[Object point labels]

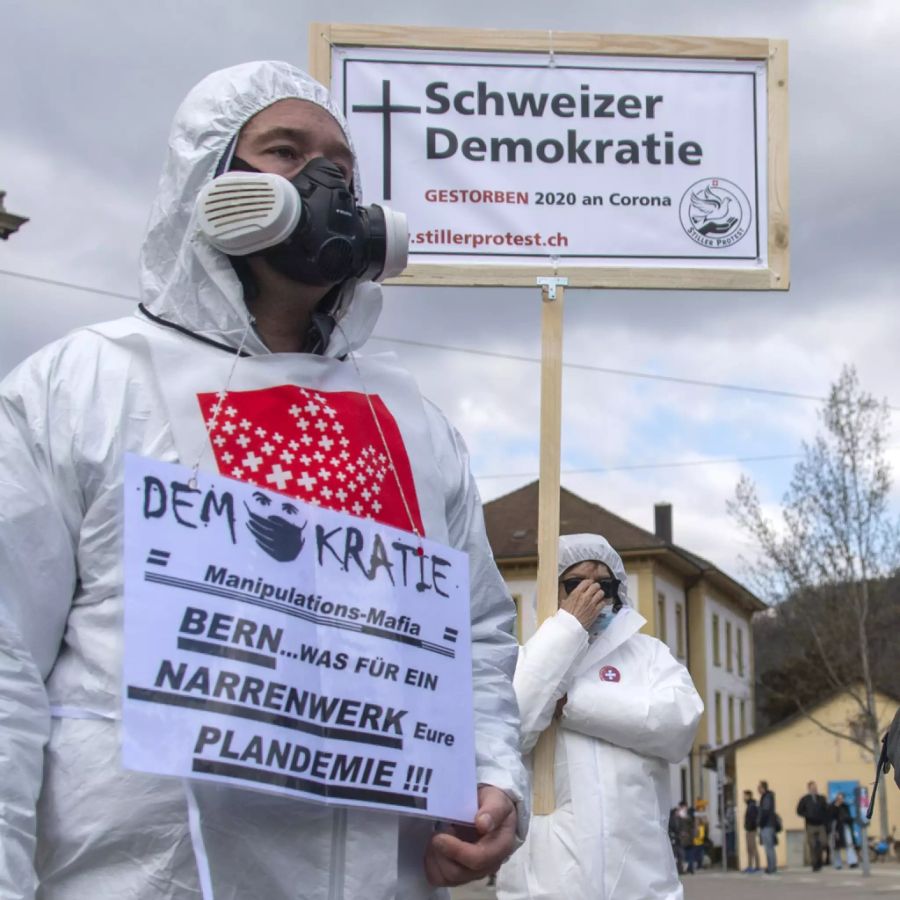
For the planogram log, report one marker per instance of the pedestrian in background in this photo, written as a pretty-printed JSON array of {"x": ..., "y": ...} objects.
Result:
[
  {"x": 751, "y": 823},
  {"x": 684, "y": 827},
  {"x": 840, "y": 823},
  {"x": 767, "y": 822},
  {"x": 813, "y": 808},
  {"x": 701, "y": 831}
]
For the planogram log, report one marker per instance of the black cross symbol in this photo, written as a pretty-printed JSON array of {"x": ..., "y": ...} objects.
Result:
[{"x": 386, "y": 109}]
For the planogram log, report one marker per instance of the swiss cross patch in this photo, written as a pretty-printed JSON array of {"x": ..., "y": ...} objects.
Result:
[
  {"x": 321, "y": 447},
  {"x": 610, "y": 673}
]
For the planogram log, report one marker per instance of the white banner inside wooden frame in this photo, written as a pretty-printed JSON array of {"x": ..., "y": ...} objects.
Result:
[{"x": 615, "y": 161}]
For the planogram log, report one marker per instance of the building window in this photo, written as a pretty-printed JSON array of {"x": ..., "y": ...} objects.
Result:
[
  {"x": 717, "y": 659},
  {"x": 679, "y": 630}
]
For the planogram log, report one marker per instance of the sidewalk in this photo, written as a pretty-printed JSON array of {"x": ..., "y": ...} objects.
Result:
[{"x": 796, "y": 884}]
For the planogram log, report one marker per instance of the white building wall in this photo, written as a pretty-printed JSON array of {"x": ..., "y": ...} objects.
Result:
[{"x": 729, "y": 684}]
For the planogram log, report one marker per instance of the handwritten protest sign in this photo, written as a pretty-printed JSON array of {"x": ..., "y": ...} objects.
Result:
[{"x": 276, "y": 645}]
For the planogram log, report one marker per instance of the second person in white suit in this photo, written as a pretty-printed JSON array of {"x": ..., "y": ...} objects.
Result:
[{"x": 626, "y": 708}]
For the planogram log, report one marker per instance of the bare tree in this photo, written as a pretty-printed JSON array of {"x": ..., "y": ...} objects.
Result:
[{"x": 835, "y": 542}]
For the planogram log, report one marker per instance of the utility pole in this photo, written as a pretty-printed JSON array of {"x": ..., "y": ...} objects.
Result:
[{"x": 9, "y": 222}]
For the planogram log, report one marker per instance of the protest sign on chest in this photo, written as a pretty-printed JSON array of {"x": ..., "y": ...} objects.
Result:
[{"x": 279, "y": 645}]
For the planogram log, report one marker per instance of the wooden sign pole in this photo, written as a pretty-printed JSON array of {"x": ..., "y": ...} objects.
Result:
[{"x": 552, "y": 292}]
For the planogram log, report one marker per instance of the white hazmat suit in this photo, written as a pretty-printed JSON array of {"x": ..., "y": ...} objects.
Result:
[
  {"x": 73, "y": 824},
  {"x": 631, "y": 710}
]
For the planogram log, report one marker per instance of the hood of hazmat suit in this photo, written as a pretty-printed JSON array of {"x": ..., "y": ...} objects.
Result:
[
  {"x": 630, "y": 711},
  {"x": 73, "y": 823}
]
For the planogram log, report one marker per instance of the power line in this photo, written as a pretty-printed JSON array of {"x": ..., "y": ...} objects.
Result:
[
  {"x": 666, "y": 465},
  {"x": 68, "y": 284},
  {"x": 627, "y": 373}
]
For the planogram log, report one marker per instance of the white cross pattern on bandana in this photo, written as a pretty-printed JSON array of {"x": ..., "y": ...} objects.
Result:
[{"x": 321, "y": 447}]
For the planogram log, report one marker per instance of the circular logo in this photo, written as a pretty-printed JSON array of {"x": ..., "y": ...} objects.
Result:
[
  {"x": 610, "y": 673},
  {"x": 715, "y": 213}
]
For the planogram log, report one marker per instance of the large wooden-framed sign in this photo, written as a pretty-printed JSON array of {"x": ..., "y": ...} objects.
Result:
[{"x": 615, "y": 161}]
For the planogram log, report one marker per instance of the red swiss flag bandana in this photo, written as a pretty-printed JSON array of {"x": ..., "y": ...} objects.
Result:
[{"x": 321, "y": 447}]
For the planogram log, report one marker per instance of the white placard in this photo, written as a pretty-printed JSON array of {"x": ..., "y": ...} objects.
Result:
[
  {"x": 508, "y": 158},
  {"x": 277, "y": 645}
]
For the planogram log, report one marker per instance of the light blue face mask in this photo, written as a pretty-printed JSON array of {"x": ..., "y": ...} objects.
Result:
[{"x": 603, "y": 621}]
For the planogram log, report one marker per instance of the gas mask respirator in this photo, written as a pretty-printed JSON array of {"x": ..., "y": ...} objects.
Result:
[{"x": 309, "y": 229}]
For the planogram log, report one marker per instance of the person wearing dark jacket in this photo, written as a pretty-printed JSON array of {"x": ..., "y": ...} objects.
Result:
[
  {"x": 814, "y": 809},
  {"x": 840, "y": 826},
  {"x": 767, "y": 821},
  {"x": 751, "y": 823}
]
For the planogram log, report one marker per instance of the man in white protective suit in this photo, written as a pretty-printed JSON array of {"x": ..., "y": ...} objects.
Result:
[
  {"x": 274, "y": 326},
  {"x": 626, "y": 709}
]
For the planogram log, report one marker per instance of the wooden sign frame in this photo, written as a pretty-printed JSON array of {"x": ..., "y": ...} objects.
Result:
[{"x": 776, "y": 276}]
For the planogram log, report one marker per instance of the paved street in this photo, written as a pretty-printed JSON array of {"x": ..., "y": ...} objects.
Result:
[{"x": 794, "y": 884}]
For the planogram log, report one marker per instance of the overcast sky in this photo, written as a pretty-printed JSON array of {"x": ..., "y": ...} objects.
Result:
[{"x": 89, "y": 90}]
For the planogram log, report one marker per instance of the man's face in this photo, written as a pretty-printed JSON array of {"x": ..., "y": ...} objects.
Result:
[
  {"x": 588, "y": 569},
  {"x": 284, "y": 137}
]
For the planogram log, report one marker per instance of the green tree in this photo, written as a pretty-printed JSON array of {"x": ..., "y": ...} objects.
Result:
[{"x": 835, "y": 544}]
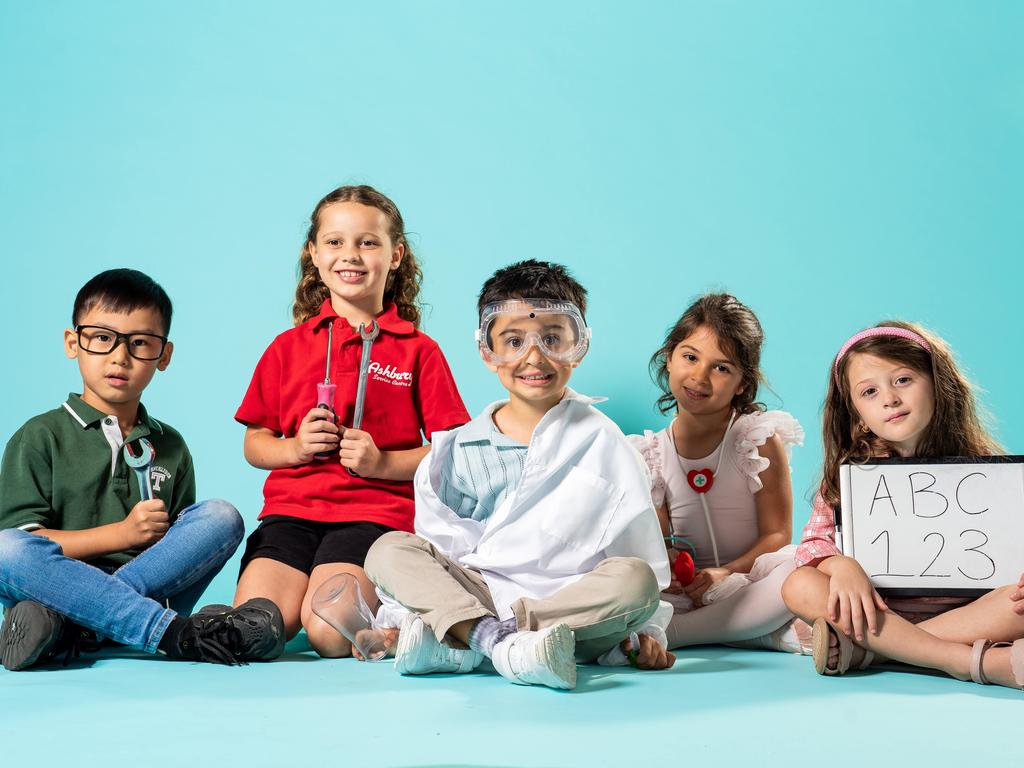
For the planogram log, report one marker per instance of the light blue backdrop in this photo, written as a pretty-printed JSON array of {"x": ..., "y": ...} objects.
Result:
[{"x": 832, "y": 164}]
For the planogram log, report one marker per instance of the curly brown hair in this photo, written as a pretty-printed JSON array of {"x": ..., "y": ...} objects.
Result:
[
  {"x": 738, "y": 332},
  {"x": 402, "y": 287},
  {"x": 957, "y": 426}
]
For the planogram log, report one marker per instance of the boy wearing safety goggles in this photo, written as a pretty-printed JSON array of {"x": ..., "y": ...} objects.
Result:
[{"x": 534, "y": 522}]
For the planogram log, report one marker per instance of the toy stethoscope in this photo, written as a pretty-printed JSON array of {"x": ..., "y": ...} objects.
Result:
[
  {"x": 326, "y": 391},
  {"x": 700, "y": 480}
]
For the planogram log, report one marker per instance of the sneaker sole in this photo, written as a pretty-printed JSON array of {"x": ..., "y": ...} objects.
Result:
[
  {"x": 410, "y": 647},
  {"x": 555, "y": 659},
  {"x": 20, "y": 648}
]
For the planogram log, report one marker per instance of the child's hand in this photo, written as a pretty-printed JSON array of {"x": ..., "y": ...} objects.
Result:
[
  {"x": 145, "y": 524},
  {"x": 650, "y": 654},
  {"x": 359, "y": 453},
  {"x": 1018, "y": 596},
  {"x": 704, "y": 581},
  {"x": 317, "y": 434},
  {"x": 852, "y": 600}
]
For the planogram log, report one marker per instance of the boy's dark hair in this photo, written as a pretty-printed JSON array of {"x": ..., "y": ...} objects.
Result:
[
  {"x": 123, "y": 291},
  {"x": 532, "y": 280}
]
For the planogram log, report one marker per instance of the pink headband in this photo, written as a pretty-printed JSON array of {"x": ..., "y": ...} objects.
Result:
[{"x": 880, "y": 331}]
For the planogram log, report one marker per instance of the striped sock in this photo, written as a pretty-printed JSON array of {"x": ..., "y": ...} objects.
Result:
[{"x": 487, "y": 632}]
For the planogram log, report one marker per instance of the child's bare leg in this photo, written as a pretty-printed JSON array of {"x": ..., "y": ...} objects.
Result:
[
  {"x": 806, "y": 593},
  {"x": 990, "y": 616},
  {"x": 279, "y": 583},
  {"x": 325, "y": 639}
]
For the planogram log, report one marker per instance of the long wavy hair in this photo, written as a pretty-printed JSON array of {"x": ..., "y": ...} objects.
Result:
[
  {"x": 402, "y": 287},
  {"x": 738, "y": 332},
  {"x": 957, "y": 426}
]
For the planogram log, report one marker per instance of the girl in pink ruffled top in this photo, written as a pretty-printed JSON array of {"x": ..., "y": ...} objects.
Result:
[
  {"x": 721, "y": 484},
  {"x": 896, "y": 390}
]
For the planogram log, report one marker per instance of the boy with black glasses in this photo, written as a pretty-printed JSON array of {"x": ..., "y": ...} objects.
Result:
[{"x": 88, "y": 544}]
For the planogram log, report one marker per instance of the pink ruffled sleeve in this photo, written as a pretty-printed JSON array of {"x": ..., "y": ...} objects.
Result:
[
  {"x": 647, "y": 444},
  {"x": 752, "y": 431},
  {"x": 818, "y": 540}
]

### What you will do
Print exactly the lines from the one with "of the girl" through the end of the data, inclusive.

### Full solution
For the planogram log, report one marker per instance of the girl in pink ruffled top in this photo, written as a pretty-printed JSON array of {"x": ..., "y": ...} objects.
Result:
[
  {"x": 721, "y": 484},
  {"x": 896, "y": 390}
]
For the planogram log, report one marker per instance of the boy with black glasses in this photo, written as a pretty-printed JSON array of {"x": ..., "y": ...} objects.
Result:
[{"x": 88, "y": 544}]
For the planogram log, report one marker per instance of the pink ruffled sleeve in this photo, written as a pretty-printed JSON array of {"x": ..., "y": ...} objects.
Result:
[
  {"x": 647, "y": 444},
  {"x": 752, "y": 431},
  {"x": 818, "y": 540}
]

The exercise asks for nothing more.